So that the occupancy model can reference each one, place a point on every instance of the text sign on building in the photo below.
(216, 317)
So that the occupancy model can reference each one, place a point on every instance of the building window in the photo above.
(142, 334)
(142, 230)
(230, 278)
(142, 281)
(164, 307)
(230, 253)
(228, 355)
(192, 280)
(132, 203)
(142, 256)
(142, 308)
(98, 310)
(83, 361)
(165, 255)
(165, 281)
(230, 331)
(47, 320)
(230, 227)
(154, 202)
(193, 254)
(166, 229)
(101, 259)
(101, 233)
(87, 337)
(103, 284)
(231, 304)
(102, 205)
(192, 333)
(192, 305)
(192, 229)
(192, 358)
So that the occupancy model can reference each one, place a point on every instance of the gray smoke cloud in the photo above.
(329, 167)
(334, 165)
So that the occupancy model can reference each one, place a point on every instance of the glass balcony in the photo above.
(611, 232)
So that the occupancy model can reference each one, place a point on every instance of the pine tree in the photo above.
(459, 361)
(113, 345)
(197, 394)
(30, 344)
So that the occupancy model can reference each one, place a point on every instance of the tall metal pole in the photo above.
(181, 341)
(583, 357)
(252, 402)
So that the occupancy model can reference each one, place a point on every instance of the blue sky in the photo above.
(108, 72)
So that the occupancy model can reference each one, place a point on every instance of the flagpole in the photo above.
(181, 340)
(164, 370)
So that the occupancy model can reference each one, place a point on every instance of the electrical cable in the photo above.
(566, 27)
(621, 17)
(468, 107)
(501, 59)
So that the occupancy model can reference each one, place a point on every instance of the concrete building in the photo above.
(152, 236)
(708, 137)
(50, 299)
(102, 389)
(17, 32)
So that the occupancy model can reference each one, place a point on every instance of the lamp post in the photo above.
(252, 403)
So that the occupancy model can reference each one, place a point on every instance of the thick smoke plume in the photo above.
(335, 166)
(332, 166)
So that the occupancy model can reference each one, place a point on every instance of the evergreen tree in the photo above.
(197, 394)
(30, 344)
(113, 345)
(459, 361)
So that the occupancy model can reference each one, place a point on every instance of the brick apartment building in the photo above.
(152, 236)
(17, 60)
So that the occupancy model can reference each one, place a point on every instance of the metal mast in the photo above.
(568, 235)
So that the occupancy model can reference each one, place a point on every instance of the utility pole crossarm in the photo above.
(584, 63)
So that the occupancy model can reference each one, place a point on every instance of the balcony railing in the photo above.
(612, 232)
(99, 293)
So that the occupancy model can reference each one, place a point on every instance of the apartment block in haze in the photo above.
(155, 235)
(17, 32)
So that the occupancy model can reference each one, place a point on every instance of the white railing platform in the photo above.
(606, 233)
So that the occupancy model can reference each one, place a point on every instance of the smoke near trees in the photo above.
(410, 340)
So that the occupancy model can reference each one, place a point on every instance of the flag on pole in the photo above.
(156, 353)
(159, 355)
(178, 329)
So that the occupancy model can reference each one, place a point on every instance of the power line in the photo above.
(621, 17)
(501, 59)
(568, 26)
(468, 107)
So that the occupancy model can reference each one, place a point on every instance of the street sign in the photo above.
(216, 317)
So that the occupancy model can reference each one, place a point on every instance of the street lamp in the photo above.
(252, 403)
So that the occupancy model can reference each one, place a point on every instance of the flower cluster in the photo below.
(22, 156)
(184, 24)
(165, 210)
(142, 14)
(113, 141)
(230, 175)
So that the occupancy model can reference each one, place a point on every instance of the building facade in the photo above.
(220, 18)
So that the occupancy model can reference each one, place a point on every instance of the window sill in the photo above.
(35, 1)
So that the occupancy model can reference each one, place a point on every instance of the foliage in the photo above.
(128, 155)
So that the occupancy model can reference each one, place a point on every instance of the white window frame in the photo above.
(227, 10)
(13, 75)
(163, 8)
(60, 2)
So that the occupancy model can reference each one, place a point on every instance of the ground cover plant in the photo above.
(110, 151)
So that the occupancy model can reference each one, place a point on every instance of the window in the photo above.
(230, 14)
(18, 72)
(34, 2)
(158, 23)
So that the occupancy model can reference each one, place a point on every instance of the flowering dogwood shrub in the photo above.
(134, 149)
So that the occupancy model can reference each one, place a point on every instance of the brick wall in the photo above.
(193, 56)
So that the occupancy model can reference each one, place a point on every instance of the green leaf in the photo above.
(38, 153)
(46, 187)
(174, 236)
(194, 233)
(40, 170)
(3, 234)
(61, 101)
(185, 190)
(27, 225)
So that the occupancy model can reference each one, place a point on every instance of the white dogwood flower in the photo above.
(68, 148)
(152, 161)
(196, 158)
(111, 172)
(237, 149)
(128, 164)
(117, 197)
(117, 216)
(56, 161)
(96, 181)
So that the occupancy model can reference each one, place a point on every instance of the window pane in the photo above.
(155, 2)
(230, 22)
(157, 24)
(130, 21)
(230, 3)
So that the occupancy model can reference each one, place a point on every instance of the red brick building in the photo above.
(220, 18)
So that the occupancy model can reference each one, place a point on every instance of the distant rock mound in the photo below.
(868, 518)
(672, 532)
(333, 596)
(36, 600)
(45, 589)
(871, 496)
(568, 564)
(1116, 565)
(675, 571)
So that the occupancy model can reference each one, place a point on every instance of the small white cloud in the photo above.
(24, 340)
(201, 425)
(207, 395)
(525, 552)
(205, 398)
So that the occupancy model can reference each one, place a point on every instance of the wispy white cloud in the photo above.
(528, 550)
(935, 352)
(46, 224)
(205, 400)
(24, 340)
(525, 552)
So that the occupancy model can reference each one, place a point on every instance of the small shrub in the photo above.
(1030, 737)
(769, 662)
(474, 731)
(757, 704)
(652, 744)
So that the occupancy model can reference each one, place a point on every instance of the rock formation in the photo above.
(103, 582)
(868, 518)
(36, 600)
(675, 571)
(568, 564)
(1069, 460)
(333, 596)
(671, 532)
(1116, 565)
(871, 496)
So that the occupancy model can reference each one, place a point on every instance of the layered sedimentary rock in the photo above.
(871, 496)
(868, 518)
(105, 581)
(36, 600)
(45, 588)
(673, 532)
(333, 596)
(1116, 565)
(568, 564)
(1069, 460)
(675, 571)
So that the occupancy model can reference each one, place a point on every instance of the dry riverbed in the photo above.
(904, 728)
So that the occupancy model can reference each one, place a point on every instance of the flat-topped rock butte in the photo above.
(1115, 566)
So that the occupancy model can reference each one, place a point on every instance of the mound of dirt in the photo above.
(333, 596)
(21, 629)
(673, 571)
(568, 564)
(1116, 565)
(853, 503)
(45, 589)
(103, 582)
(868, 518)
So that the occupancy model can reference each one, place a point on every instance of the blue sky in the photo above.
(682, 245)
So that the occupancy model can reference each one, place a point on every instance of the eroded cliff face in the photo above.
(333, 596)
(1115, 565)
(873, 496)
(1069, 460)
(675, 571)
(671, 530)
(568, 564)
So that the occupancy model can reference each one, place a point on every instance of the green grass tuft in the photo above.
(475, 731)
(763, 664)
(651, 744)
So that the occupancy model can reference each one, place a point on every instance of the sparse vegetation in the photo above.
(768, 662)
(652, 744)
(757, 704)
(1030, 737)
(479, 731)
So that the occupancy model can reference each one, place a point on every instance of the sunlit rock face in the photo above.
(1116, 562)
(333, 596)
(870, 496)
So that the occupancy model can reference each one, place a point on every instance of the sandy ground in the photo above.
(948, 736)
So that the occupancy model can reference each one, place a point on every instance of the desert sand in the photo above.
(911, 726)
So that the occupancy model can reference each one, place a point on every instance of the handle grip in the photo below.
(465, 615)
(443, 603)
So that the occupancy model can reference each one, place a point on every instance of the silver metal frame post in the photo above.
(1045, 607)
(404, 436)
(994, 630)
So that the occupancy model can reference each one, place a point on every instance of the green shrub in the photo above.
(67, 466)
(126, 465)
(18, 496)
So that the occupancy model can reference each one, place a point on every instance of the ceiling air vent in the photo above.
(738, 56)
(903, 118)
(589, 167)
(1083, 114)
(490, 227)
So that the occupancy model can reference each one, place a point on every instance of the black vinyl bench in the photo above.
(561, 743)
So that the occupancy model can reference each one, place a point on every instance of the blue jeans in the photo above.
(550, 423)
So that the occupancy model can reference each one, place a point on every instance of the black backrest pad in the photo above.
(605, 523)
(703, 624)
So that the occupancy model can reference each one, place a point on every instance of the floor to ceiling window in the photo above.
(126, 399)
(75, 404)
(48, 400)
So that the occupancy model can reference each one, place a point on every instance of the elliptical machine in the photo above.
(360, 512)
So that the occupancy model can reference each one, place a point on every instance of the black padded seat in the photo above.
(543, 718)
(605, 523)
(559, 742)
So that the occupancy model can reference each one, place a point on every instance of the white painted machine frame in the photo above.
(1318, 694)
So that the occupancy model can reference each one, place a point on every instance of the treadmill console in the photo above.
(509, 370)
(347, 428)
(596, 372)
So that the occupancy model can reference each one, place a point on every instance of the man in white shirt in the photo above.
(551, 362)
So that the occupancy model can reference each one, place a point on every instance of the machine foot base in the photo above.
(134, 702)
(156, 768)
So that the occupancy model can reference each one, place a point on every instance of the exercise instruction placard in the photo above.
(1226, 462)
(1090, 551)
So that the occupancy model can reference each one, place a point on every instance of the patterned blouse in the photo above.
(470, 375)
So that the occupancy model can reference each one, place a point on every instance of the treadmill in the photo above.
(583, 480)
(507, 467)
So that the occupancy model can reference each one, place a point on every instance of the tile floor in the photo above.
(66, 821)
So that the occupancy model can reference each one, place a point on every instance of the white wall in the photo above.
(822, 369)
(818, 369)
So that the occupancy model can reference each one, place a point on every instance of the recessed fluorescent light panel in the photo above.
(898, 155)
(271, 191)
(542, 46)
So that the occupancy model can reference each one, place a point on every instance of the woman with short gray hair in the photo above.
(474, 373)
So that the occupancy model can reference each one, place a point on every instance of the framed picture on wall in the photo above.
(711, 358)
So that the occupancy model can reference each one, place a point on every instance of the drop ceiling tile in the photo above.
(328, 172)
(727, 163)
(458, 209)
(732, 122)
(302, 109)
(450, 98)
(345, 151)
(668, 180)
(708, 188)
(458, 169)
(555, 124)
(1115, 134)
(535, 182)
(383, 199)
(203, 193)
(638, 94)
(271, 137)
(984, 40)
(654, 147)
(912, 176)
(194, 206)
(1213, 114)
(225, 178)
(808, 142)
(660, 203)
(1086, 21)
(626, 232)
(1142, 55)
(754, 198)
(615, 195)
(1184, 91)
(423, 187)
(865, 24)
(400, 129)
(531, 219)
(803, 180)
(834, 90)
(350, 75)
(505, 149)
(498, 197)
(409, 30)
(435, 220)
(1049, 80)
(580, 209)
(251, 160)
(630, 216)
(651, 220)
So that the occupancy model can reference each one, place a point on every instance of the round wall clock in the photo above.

= = = = =

**Exercise description:** Quote the records verbatim from the line that contains "on wall in the photo above." through the final line of the records, with both of those lines included.

**Result for this exercise:**
So that the occupancy model can reference each one, place a point on every instance of the framed picture on wall in the photo above.
(711, 358)
So that the occupancy model can reference each one, place a point on every instance of the drop ceiling tile in the photo above.
(328, 172)
(727, 163)
(458, 209)
(732, 122)
(302, 109)
(450, 98)
(345, 151)
(668, 180)
(708, 188)
(458, 169)
(555, 124)
(1115, 134)
(535, 182)
(383, 199)
(203, 193)
(638, 94)
(271, 137)
(984, 40)
(654, 147)
(912, 176)
(194, 206)
(1213, 114)
(225, 178)
(808, 142)
(660, 203)
(1086, 21)
(626, 232)
(1142, 55)
(754, 198)
(615, 195)
(1184, 91)
(423, 187)
(865, 24)
(400, 129)
(531, 219)
(803, 180)
(834, 90)
(350, 75)
(505, 149)
(498, 197)
(409, 30)
(435, 220)
(1049, 80)
(580, 209)
(251, 160)
(630, 216)
(651, 220)
So that the occupancy model can reference each one, place a point on every instance of the round wall clock in the photo above.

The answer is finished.